▶ ACTIVITY:
Check each line of the material for the string "mask", and copy the lines that have it.
*** Opening of DATASET ENTRIES ***
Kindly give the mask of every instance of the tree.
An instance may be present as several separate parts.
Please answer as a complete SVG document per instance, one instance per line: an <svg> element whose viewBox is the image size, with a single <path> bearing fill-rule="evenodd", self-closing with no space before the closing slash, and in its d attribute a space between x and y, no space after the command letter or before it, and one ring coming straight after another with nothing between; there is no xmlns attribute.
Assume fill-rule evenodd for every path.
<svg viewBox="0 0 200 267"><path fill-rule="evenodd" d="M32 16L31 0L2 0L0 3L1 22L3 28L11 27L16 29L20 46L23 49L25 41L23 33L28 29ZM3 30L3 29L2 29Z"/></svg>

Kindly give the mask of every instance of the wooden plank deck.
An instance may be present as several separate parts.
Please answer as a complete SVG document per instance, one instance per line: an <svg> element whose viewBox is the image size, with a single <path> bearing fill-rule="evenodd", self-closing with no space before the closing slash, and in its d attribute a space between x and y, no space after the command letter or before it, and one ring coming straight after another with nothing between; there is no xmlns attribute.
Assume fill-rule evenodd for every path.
*** Close of DATASET ENTRIES ***
▶ EXERCISE RESULT:
Kindly give the mask of every instance of the tree.
Kindly give the mask of every instance of the wooden plank deck.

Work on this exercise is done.